> **Task prompt**
Below are the records to transcribe exactly; do not include any images.

Referring expression pointing data
■ ■ ■ ■ ■
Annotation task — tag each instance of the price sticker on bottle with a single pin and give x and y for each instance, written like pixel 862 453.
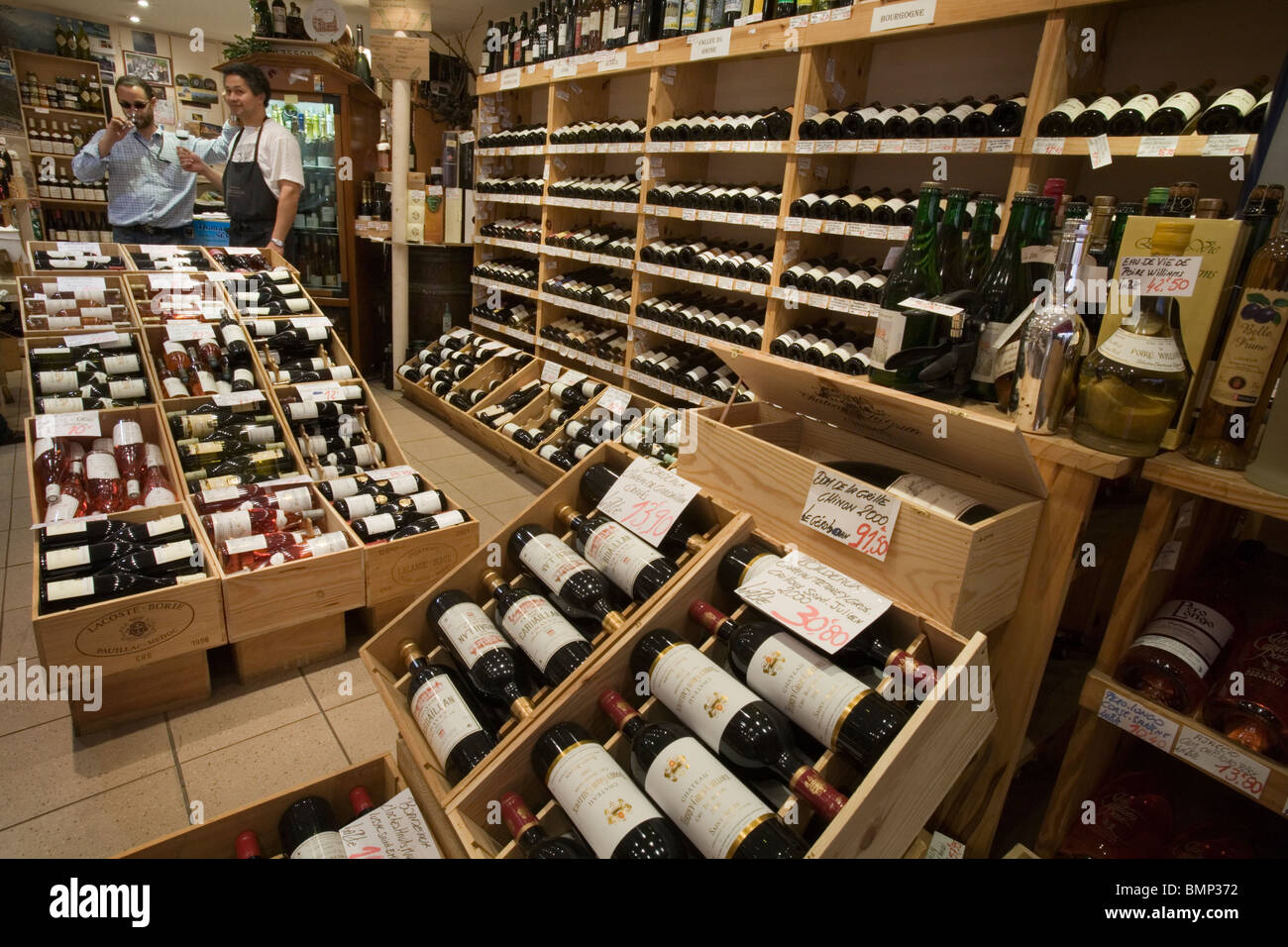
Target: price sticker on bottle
pixel 71 424
pixel 1224 762
pixel 648 500
pixel 850 512
pixel 824 607
pixel 1136 719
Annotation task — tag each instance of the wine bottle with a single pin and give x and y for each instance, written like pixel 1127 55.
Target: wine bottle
pixel 832 706
pixel 447 714
pixel 532 838
pixel 539 629
pixel 720 815
pixel 728 716
pixel 608 809
pixel 481 650
pixel 308 828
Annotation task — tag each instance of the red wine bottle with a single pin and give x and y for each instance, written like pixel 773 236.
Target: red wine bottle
pixel 610 812
pixel 541 631
pixel 720 815
pixel 532 838
pixel 446 712
pixel 837 710
pixel 630 564
pixel 487 657
pixel 872 647
pixel 308 830
pixel 728 716
pixel 544 556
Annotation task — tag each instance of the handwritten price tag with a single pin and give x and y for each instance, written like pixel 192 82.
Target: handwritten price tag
pixel 824 607
pixel 850 512
pixel 72 424
pixel 648 500
pixel 1128 715
pixel 1223 761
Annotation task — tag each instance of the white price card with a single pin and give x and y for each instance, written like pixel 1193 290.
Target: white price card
■ ■ ■ ■ ■
> **Response to the exercise**
Annotation task — tag each instance of the price sticker on bottle with a single pin and give x and y for each instance, written like pixel 862 453.
Target: price sticker on bottle
pixel 71 424
pixel 1224 762
pixel 648 500
pixel 850 512
pixel 824 607
pixel 1136 719
Annotation task — tag each instance of the wine bottle with a single pin and give x and y for each instance, written like pixel 1127 55.
Target: wine bottle
pixel 832 706
pixel 447 714
pixel 532 838
pixel 539 629
pixel 720 815
pixel 728 716
pixel 608 809
pixel 481 650
pixel 308 828
Annotation task — tag each instance of the red wine bottle with a single pin and give x and y for each instance, written like pixel 773 236.
Target: red wine bottle
pixel 610 812
pixel 541 631
pixel 720 815
pixel 532 838
pixel 446 712
pixel 837 710
pixel 630 564
pixel 487 657
pixel 872 647
pixel 308 830
pixel 728 716
pixel 544 556
Annotation task — tag each instance of the handwritten price tag with a single pin and give x and y for each instance, written like pixel 192 82.
Target: handwritten price tag
pixel 824 607
pixel 850 512
pixel 72 424
pixel 648 500
pixel 1128 715
pixel 1223 761
Annotation task — tag each instance of the white price card with a single pin and give x and y for each instance, written like pixel 1193 290.
Target: white price card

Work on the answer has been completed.